(Stored items)
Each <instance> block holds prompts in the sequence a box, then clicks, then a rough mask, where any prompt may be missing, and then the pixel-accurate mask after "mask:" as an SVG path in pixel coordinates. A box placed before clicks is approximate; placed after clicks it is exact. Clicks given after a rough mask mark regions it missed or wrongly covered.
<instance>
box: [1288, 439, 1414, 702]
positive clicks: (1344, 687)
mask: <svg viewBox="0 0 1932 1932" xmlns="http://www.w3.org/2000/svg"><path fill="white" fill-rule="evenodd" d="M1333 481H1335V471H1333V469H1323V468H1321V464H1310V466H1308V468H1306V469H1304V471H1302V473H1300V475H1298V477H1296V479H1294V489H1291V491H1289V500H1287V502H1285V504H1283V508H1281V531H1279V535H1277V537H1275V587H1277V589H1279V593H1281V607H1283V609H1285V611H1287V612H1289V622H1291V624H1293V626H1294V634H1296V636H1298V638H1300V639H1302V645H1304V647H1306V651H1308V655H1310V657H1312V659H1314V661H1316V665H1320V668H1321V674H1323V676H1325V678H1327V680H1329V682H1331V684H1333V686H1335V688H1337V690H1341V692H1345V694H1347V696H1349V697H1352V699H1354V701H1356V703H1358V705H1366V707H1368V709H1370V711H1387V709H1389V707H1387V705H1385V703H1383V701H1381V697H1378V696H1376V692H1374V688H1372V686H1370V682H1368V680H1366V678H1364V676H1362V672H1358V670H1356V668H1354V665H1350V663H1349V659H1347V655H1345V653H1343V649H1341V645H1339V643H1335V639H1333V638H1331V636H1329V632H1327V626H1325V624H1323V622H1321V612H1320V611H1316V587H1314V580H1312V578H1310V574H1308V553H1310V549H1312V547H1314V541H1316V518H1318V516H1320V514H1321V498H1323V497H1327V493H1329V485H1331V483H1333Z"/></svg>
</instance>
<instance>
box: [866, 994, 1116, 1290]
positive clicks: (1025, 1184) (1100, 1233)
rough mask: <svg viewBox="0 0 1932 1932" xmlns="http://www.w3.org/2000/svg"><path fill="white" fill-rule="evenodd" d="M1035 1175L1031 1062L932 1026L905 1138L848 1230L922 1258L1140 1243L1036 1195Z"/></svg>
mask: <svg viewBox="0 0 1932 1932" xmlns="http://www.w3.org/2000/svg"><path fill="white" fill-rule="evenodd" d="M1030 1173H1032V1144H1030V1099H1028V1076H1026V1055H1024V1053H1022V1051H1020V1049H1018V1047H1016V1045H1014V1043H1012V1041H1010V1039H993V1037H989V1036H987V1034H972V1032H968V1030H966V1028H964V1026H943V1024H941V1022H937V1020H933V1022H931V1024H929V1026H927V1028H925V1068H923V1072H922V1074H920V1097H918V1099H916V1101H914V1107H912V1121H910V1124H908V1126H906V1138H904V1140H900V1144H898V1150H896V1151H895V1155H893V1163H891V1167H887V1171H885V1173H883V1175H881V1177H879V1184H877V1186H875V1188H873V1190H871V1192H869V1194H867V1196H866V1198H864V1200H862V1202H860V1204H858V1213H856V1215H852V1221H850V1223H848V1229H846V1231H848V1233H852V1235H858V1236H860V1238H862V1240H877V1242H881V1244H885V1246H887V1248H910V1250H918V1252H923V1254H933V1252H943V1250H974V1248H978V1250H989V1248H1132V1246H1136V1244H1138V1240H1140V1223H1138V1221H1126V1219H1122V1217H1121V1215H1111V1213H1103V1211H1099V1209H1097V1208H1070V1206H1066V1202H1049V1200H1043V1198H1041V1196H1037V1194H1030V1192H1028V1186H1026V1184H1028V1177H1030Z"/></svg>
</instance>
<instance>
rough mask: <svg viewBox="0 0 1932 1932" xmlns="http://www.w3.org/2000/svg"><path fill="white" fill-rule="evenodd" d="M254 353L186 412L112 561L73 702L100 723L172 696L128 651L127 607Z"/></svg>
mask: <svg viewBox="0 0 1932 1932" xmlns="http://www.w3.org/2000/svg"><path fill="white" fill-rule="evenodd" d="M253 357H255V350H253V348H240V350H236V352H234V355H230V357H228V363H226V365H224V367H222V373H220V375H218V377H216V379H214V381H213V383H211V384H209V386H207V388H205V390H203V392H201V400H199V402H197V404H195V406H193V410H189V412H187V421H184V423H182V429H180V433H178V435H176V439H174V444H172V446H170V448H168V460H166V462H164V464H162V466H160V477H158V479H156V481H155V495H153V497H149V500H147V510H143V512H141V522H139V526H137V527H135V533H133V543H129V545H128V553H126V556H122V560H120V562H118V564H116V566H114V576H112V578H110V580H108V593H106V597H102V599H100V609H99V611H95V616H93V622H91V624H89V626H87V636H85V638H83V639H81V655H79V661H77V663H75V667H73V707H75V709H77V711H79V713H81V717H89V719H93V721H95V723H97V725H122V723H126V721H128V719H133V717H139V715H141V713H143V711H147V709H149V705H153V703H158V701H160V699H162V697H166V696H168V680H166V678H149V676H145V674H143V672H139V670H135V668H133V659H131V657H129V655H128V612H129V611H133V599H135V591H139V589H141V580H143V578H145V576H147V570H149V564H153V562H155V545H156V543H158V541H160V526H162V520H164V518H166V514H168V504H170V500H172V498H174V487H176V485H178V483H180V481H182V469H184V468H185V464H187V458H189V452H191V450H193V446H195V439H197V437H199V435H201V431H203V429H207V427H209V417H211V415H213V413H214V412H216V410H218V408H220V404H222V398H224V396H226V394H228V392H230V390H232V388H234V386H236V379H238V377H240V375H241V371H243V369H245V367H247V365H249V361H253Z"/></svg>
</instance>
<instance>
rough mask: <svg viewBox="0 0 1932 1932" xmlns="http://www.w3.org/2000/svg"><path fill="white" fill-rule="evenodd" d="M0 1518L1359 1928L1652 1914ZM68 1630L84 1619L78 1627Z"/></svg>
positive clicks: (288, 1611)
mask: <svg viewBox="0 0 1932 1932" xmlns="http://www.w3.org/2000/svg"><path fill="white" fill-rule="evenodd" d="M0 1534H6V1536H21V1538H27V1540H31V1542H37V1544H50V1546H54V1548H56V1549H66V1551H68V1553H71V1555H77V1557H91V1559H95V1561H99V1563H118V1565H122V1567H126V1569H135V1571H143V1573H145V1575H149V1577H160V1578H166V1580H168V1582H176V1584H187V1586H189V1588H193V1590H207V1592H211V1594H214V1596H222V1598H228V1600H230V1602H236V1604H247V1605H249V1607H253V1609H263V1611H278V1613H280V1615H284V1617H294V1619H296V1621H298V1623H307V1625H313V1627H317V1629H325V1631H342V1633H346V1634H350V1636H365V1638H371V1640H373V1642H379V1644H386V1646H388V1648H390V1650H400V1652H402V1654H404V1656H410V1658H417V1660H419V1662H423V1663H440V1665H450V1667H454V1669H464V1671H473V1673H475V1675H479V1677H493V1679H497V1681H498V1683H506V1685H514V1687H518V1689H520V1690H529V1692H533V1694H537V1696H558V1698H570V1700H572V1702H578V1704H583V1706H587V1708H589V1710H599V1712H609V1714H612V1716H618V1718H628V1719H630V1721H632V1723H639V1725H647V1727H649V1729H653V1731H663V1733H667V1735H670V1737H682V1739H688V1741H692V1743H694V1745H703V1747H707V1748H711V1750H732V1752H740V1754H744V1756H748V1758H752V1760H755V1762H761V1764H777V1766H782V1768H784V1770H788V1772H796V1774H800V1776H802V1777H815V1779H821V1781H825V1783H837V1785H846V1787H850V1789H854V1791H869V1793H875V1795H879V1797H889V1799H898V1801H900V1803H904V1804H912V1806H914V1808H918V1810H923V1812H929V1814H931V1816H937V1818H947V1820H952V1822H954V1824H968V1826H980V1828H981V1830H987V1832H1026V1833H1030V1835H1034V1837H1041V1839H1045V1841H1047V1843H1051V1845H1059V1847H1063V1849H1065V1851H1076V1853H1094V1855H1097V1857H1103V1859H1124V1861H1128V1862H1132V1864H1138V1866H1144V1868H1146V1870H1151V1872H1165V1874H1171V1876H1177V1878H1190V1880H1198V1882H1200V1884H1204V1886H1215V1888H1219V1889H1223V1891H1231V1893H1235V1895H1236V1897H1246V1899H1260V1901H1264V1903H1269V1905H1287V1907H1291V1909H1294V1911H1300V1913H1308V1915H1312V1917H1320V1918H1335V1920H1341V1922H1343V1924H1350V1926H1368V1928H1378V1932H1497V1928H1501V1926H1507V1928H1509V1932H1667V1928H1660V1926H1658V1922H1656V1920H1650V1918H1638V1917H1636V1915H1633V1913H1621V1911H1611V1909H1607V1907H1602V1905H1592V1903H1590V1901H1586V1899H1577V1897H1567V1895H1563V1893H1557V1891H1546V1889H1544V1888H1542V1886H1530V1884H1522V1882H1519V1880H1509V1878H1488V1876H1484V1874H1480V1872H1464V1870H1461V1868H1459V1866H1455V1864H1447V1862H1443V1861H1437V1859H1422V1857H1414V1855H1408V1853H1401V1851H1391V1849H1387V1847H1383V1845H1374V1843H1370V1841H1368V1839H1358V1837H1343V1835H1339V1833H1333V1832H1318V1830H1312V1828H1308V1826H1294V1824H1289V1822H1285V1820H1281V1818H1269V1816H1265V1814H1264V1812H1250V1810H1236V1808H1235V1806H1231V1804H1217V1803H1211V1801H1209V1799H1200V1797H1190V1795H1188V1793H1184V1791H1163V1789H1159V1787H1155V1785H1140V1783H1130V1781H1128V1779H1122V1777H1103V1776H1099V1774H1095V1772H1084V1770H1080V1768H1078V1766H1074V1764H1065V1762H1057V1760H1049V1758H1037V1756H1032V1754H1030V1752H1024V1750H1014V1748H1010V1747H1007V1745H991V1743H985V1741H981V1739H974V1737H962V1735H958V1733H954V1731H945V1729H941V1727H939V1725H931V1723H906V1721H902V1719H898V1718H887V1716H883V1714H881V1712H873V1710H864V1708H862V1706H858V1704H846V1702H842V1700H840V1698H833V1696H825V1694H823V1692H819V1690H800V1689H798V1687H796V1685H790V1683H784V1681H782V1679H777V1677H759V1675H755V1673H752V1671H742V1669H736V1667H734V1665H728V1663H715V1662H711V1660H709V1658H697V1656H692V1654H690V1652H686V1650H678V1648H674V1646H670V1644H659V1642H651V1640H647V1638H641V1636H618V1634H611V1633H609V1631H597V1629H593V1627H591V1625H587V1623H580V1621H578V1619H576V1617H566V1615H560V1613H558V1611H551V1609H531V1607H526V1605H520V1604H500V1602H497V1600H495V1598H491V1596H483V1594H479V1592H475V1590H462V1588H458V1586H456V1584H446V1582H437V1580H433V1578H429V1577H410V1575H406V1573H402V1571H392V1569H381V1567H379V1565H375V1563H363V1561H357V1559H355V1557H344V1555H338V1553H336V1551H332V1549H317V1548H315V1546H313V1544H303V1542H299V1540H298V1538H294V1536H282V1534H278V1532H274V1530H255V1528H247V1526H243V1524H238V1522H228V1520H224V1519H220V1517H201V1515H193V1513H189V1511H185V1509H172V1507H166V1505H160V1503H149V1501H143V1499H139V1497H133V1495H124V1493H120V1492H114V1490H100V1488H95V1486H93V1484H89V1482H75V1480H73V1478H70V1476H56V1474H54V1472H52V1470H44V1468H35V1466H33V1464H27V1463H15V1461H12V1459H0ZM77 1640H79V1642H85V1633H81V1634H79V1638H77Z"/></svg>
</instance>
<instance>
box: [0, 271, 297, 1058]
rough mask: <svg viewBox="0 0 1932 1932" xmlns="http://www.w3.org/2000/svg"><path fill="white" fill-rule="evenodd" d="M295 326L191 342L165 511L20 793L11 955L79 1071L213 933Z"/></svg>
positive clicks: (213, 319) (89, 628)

WHAT NEEDS TO BE DONE =>
Output all lines from the beginning of the data up to the line holding "box: [1288, 439, 1414, 702]", that line included, exactly as written.

RESPONSE AREA =>
Each <instance> block holds prompts in the sequence a box, then clicks, then a rough mask, where any prompt may be missing, and then the pixel-accurate mask after "mask:" as an SVG path in pixel coordinates. A box placed before clicks is approximate; placed after clicks it is exact. Clicks given after a rough mask mark regions it missed or wrongly covered.
<instance>
box: [1288, 439, 1414, 702]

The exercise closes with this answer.